> [What you have to do]
Report every line in the records below that contains the word "still". Treat uppercase and lowercase letters as different.

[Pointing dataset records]
/---

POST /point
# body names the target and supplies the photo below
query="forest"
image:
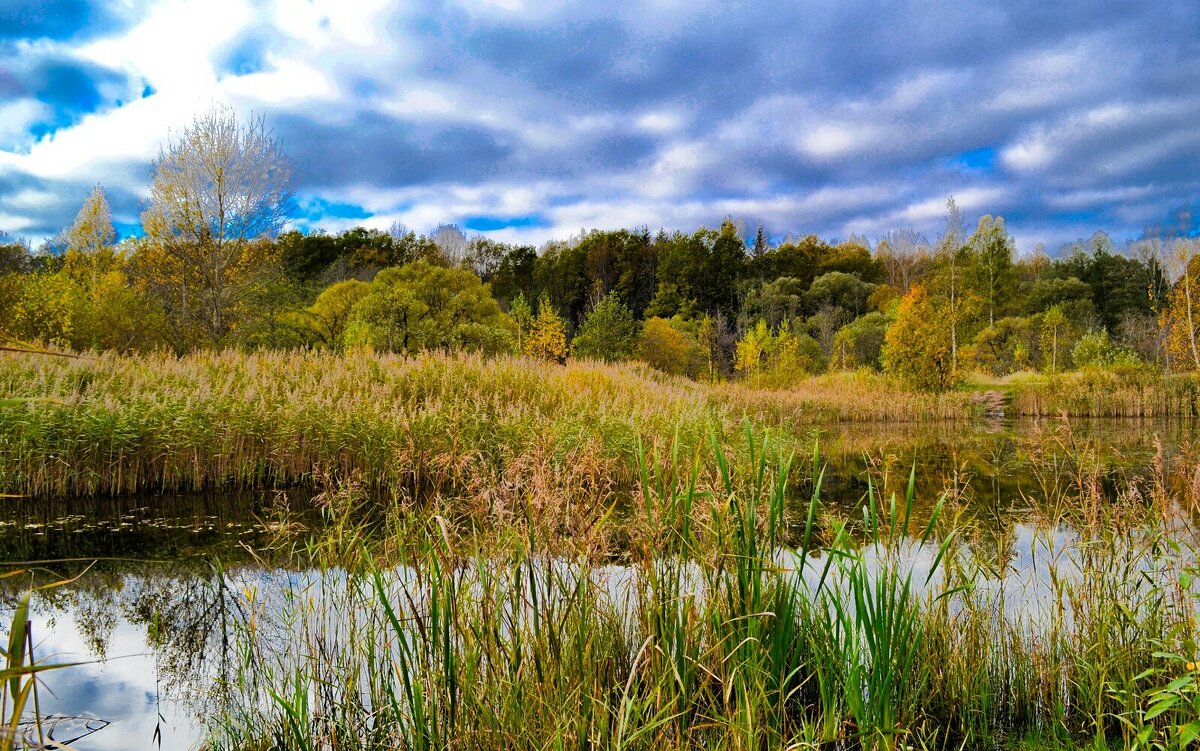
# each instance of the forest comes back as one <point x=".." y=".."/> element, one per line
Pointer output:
<point x="712" y="304"/>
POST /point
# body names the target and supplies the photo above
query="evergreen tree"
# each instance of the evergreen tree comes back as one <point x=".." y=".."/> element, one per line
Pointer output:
<point x="609" y="332"/>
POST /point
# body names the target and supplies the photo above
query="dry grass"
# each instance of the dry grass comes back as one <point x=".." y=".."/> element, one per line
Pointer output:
<point x="496" y="431"/>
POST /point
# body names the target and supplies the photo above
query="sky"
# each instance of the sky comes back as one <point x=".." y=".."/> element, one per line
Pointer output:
<point x="528" y="121"/>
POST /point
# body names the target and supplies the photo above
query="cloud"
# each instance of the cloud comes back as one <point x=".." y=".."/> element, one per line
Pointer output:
<point x="527" y="120"/>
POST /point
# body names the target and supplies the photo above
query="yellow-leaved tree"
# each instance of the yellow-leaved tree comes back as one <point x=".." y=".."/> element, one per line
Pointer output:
<point x="917" y="347"/>
<point x="219" y="188"/>
<point x="1181" y="318"/>
<point x="547" y="334"/>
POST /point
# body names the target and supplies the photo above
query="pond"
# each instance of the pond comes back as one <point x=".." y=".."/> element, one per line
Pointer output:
<point x="161" y="586"/>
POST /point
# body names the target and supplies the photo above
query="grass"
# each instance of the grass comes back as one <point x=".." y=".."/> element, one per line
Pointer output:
<point x="483" y="430"/>
<point x="742" y="619"/>
<point x="1095" y="392"/>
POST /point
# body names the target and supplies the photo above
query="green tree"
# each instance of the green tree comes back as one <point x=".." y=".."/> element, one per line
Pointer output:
<point x="859" y="343"/>
<point x="1009" y="344"/>
<point x="1053" y="323"/>
<point x="324" y="322"/>
<point x="917" y="344"/>
<point x="609" y="332"/>
<point x="664" y="347"/>
<point x="838" y="289"/>
<point x="420" y="306"/>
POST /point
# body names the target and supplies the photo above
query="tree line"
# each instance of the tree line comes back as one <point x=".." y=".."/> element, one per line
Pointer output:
<point x="216" y="268"/>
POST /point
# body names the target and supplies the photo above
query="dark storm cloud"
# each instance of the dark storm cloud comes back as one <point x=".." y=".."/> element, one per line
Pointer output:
<point x="64" y="88"/>
<point x="821" y="116"/>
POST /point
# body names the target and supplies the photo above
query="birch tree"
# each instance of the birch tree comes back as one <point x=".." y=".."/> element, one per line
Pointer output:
<point x="219" y="186"/>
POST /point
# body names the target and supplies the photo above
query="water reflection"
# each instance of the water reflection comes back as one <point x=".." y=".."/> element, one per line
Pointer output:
<point x="157" y="616"/>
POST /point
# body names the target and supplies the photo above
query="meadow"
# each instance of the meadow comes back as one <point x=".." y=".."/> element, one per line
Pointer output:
<point x="521" y="554"/>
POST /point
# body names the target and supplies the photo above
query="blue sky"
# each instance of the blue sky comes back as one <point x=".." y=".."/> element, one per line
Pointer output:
<point x="534" y="120"/>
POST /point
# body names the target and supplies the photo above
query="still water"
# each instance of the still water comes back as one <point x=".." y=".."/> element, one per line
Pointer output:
<point x="161" y="581"/>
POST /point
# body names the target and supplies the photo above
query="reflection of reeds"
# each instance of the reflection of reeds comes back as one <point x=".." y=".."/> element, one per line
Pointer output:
<point x="718" y="635"/>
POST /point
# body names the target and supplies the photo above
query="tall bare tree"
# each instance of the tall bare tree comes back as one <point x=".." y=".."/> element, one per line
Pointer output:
<point x="219" y="186"/>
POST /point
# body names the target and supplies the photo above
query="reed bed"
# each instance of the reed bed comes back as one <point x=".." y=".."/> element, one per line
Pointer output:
<point x="483" y="430"/>
<point x="738" y="623"/>
<point x="1104" y="394"/>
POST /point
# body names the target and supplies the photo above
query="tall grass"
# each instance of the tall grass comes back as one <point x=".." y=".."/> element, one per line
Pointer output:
<point x="486" y="430"/>
<point x="737" y="623"/>
<point x="1095" y="392"/>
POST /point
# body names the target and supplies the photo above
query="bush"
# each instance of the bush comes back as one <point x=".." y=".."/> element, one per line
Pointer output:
<point x="666" y="348"/>
<point x="609" y="332"/>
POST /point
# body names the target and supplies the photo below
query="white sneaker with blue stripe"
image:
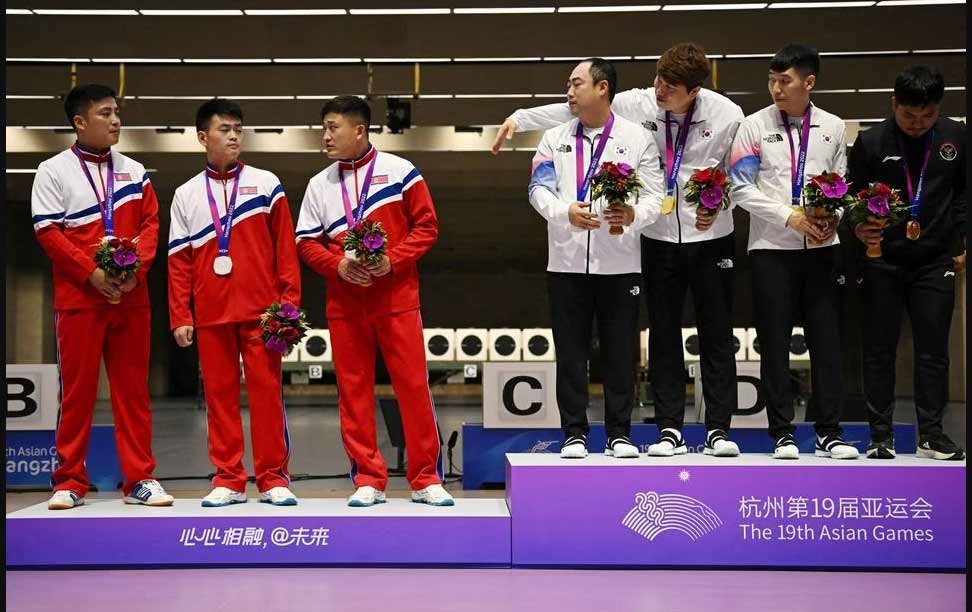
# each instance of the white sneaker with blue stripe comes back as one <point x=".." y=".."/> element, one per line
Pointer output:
<point x="222" y="496"/>
<point x="64" y="500"/>
<point x="278" y="496"/>
<point x="433" y="495"/>
<point x="149" y="493"/>
<point x="366" y="496"/>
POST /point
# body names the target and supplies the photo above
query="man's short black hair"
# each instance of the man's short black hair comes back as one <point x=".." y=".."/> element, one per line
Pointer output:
<point x="919" y="85"/>
<point x="352" y="107"/>
<point x="217" y="106"/>
<point x="79" y="98"/>
<point x="804" y="59"/>
<point x="603" y="70"/>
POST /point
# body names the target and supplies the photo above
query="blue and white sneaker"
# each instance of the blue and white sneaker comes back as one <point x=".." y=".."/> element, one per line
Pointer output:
<point x="222" y="496"/>
<point x="278" y="496"/>
<point x="64" y="500"/>
<point x="149" y="493"/>
<point x="433" y="495"/>
<point x="366" y="496"/>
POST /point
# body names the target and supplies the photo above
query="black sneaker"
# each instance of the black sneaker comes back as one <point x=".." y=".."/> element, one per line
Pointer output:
<point x="786" y="448"/>
<point x="575" y="447"/>
<point x="833" y="446"/>
<point x="718" y="444"/>
<point x="621" y="447"/>
<point x="881" y="449"/>
<point x="669" y="443"/>
<point x="940" y="447"/>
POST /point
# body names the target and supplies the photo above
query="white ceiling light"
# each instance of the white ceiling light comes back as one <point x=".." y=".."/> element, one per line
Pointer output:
<point x="226" y="60"/>
<point x="431" y="11"/>
<point x="497" y="59"/>
<point x="631" y="8"/>
<point x="136" y="60"/>
<point x="806" y="5"/>
<point x="715" y="7"/>
<point x="130" y="12"/>
<point x="918" y="2"/>
<point x="317" y="60"/>
<point x="49" y="60"/>
<point x="283" y="12"/>
<point x="406" y="60"/>
<point x="504" y="10"/>
<point x="191" y="13"/>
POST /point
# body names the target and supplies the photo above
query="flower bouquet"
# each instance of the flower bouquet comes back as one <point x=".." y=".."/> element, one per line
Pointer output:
<point x="708" y="189"/>
<point x="615" y="183"/>
<point x="878" y="204"/>
<point x="283" y="327"/>
<point x="367" y="239"/>
<point x="118" y="257"/>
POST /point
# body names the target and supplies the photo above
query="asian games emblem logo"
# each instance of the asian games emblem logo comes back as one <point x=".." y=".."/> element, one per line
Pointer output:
<point x="655" y="513"/>
<point x="948" y="151"/>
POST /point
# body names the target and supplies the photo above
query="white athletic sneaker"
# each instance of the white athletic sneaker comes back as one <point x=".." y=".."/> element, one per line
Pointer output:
<point x="718" y="444"/>
<point x="278" y="496"/>
<point x="222" y="496"/>
<point x="149" y="493"/>
<point x="64" y="500"/>
<point x="575" y="447"/>
<point x="366" y="496"/>
<point x="834" y="447"/>
<point x="786" y="448"/>
<point x="433" y="495"/>
<point x="621" y="448"/>
<point x="669" y="443"/>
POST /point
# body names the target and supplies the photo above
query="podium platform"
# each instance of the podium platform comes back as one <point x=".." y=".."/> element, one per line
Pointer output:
<point x="320" y="532"/>
<point x="751" y="511"/>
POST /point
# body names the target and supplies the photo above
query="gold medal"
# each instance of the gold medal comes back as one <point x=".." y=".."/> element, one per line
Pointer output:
<point x="668" y="205"/>
<point x="913" y="230"/>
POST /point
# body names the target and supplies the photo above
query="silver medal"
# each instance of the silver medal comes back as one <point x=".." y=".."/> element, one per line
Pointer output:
<point x="222" y="265"/>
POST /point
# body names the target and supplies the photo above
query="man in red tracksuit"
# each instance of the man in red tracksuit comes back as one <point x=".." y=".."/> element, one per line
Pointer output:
<point x="374" y="305"/>
<point x="232" y="254"/>
<point x="80" y="196"/>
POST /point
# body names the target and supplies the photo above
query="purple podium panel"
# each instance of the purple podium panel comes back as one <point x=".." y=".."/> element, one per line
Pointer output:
<point x="750" y="511"/>
<point x="105" y="532"/>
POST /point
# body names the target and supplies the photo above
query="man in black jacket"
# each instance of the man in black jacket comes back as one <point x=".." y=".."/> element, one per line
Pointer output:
<point x="923" y="155"/>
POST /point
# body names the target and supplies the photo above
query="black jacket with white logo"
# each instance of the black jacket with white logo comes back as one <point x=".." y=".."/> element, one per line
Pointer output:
<point x="876" y="157"/>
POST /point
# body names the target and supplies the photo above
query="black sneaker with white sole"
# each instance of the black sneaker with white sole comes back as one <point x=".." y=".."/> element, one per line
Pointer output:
<point x="940" y="447"/>
<point x="575" y="447"/>
<point x="881" y="449"/>
<point x="621" y="447"/>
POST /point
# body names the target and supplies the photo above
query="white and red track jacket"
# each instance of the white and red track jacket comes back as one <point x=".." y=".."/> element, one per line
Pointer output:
<point x="265" y="264"/>
<point x="399" y="199"/>
<point x="67" y="221"/>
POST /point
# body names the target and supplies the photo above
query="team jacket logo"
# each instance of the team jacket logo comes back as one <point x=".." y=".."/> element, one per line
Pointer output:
<point x="655" y="513"/>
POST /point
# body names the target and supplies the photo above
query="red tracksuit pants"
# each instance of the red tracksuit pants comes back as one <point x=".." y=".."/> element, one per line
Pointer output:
<point x="355" y="342"/>
<point x="121" y="336"/>
<point x="220" y="347"/>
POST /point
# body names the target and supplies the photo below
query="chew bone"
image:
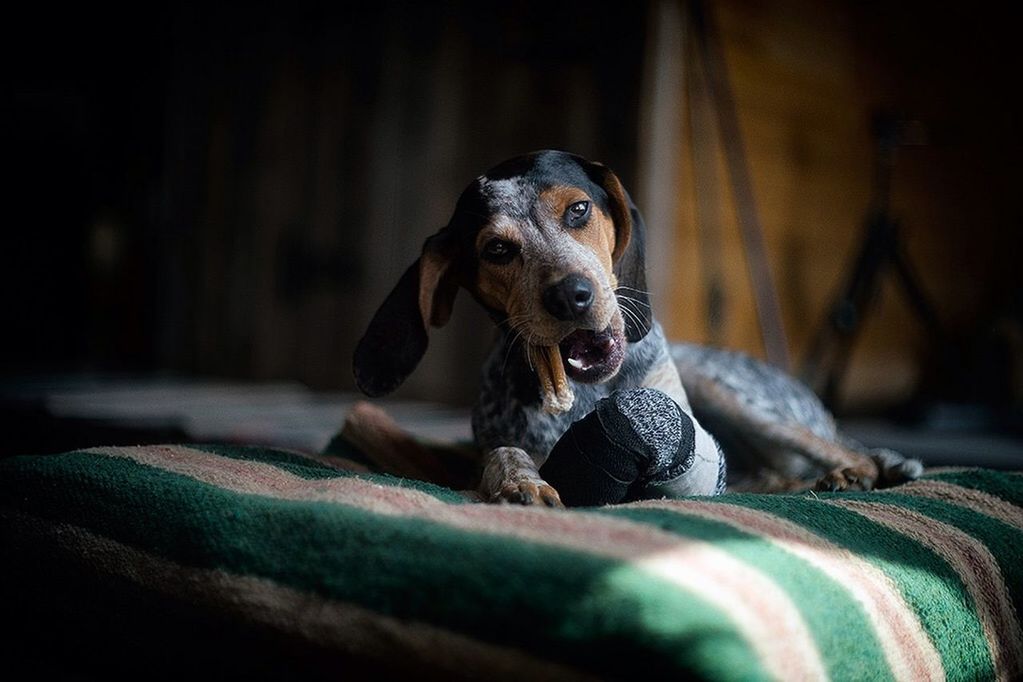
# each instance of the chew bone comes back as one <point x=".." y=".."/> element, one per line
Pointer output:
<point x="554" y="389"/>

\---

> [Correct answer]
query="still water"
# each instance of the still water comes back as one <point x=".." y=".."/> element, one per line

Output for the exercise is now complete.